Ejercicio breve 1: Según el texto de lectura, ¿en qué país estaba el convento donde vivió Santa Teresita?
Ejercicio breve 2: Extrae sin cambios del texto de lectura el fragmento que va desde "Los santos han" hasta "La libertad interior).", incluidas ambas partes.

Texto de lectura:
Los pusilánimes, en cambio, piensan que todo está por encima de sus posibilidades. Son esos que esperan sentados su oportunidad, que aguardan pacientemente tiempos mejores, mientras se lamentan de lo difícil que está ahora todo. Es una auténtica desgracia vivir con personas pusilánimes: son aguafiestas permanentes, conformistas desalentadores. Todo lo que hacen tiene el regusto de la mediocridad, hasta la diversión. Son personajes apáticos, a los que las ganas de no hacer nada les puede, porque todo o casi todo, “les da palo”.


Los santos han sido unos inconformistas. Santa Teresita de Lisieaux entendía mucho de la magnanimidad. Vivió “encerrada” en un convento, en Francia. Era una joven adolescente, pero con un corazón de oro. “Cuando se leen los escritos de Santa Teresita, la impresión que queda no es en absoluto la de una vida pasada en un mundo estrecho, sino muy al contrario. Salvando ciertas limitaciones de estilo, emana de su modo de expresarse y de su sensibilidad espiritual una maravillosa sensación de amplitud, de expansión. Teresa vive inmersa en grandes horizontes: los de la misericordia infinita de Dios y su ilimitado deseo de amor. Se siente como una reina con el mundo a sus pies, porque todo lo puede conseguir de Dios y, a través del amor, llegar a cualquier punto del universo en el que un misionero necesite de su oración y su sacrificio” (J. Philipps, La libertad interior).

Datos proporcionados:

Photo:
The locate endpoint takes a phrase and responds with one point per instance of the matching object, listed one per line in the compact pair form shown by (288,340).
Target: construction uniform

Respuesta escrita 1: En Francia.

Respuesta escrita 2:
Los santos han sido unos inconformistas. Santa Teresita de Lisieaux entendía mucho de la magnanimidad. Vivió “encerrada” en un convento, en Francia. Era una joven adolescente, pero con un corazón de oro. “Cuando se leen los escritos de Santa Teresita, la impresión que queda no es en absoluto la de una vida pasada en un mundo estrecho, sino muy al contrario. Salvando ciertas limitaciones de estilo, emana de su modo de expresarse y de su sensibilidad espiritual una maravillosa sensación de amplitud, de expansión. Teresa vive inmersa en grandes horizontes: los de la misericordia infinita de Dios y su ilimitado deseo de amor. Se siente como una reina con el mundo a sus pies, porque todo lo puede conseguir de Dios y, a través del amor, llegar a cualquier punto del universo en el que un misionero necesite de su oración y su sacrificio” (J. Philipps, La libertad interior).